→ **Stated problem 1**: In the forecasting notebook, what value is assigned to SEQUENCE_LENGTH?
→ **Stated problem 2**: Write the next part of the forecasting notebook, starting after its last line.

→ **Page**:
In [None]:
%%capture
!pip install numpy pandas matplotlib timeseriesfcst tensorflow

# Setup


In [2]:
%%capture
import numpy as np
import pandas as pd
import matplotlib.pyplot as plt

import timeseriesfcst.preprocessing as tsprep
import timeseriesfcst.lstm as tslstm
import timeseriesfcst.evaluation as eval

from tensorflow.keras.optimizers import Adam

# Define Constants


In [3]:
REPO_PATH = "hf://datasets/Creatorin/solarpower/"
REPO_PATH_SELECTED = "hf://datasets/Creatorin/solar_selected/"
REPO_PATH_PCA = "hf://datasets/Creatorin/solar_pca/"

SEQUENCE_LENGTH = 24
BATCH_SIZE = 8
TARGET_COLUMN = 'Leistung'
NUM_EPOCHS = 100
OPTIMIZER = Adam(learning_rate=0.0001)

# Set random seed
np.random.seed(42)

[Dataset excerpts on object pointing]
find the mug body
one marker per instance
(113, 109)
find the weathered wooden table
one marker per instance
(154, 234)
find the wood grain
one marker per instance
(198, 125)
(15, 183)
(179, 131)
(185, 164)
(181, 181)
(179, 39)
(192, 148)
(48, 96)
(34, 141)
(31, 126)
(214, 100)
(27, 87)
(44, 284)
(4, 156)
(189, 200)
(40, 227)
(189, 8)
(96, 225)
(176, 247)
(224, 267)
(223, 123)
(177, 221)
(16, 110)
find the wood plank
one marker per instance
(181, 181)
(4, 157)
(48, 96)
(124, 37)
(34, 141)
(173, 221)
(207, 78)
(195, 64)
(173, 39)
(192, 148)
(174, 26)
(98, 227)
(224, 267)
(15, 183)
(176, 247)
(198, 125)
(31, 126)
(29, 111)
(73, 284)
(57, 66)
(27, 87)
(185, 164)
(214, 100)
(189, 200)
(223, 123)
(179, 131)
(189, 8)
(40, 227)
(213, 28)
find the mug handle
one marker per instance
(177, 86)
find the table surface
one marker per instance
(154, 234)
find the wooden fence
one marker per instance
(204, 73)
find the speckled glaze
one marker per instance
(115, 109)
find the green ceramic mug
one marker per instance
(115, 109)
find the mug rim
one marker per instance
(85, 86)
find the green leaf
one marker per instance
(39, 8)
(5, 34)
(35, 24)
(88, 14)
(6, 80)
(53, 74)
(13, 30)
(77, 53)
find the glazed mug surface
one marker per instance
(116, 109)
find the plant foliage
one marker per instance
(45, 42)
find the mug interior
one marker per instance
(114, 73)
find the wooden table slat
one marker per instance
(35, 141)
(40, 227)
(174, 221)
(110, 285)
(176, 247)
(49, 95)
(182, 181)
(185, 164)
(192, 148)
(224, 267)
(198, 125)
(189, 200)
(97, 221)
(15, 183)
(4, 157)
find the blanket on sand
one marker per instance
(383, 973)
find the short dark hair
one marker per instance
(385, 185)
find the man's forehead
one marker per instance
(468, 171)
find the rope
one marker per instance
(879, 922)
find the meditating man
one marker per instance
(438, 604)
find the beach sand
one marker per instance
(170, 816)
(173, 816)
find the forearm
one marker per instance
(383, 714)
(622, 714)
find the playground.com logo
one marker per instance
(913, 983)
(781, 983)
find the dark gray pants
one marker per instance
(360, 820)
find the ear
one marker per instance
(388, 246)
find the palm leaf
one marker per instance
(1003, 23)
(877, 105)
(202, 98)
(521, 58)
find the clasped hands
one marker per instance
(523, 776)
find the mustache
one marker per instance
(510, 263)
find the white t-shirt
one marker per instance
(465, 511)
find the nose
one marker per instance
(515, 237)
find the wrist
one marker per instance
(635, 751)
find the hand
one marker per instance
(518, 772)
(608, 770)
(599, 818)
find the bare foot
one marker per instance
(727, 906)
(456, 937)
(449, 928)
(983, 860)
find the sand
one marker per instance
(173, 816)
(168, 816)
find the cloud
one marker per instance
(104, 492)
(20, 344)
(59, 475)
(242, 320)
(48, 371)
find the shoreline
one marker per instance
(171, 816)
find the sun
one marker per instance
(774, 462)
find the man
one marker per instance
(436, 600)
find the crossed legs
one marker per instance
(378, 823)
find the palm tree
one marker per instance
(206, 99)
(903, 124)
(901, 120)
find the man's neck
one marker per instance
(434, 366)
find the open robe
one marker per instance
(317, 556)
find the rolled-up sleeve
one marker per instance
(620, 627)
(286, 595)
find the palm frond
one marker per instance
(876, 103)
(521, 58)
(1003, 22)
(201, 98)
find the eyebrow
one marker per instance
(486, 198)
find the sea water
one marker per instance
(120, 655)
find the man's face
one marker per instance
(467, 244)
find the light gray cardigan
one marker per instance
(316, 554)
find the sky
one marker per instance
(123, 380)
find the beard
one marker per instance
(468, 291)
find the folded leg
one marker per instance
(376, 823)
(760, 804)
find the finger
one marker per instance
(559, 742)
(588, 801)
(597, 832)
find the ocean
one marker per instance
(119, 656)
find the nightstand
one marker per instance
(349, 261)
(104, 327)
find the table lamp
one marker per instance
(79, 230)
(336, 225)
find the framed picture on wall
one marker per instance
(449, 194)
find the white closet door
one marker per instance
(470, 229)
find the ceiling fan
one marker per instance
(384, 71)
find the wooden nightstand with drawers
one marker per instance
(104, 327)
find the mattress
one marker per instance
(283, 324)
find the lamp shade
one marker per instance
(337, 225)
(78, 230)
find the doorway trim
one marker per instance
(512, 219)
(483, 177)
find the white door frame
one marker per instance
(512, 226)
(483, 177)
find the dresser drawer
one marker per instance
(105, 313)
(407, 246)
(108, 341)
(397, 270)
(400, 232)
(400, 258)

→ **Output 1**: 24

→ **Output 2**:
# Load Data from Huggingface


In [4]:
# Original Dataset (No Feature Engineering)
splits = {'train': 'train_ts.csv', 'validation': 'val_ts.csv', 'test': 'test_ts.csv'}

train_ts = pd.read_csv(REPO_PATH + splits["train"], index_col=0, date_format="%Y-%m-%d %H:%M:%S")
val_ts = pd.read_csv(REPO_PATH + splits["validation"], index_col=0, date_format="%Y-%m-%d %H:%M:%S")
test_ts = pd.read_csv(REPO_PATH + splits["test"], index_col=0, date_format="%Y-%m-%d %H:%M:%S")


# Dataset with Selected Features
splits = {'train': 'data/train-00000-of-00001.parquet', 'validation': 'data/validation-00000-of-00001.parquet', 'test': 'data/test-00000-of-00001.parquet'}

train_selected = pd.read_parquet(REPO_PATH_SELECTED + splits["train"])
val_selected = pd.read_parquet(REPO_PATH_SELECTED + splits["validation"])
test_selected = pd.read_parquet(REPO_PATH_SELECTED + splits["test"])

# set index
train_selected.set_index("__index_level_0__", inplace=True)
val_selected.set_index("__index_level_0__", inplace=True)
test_selected.set_index("__index_level_0__", inplace=True)

# Datetime
train_selected.index = pd.to_datetime(train_selected.index)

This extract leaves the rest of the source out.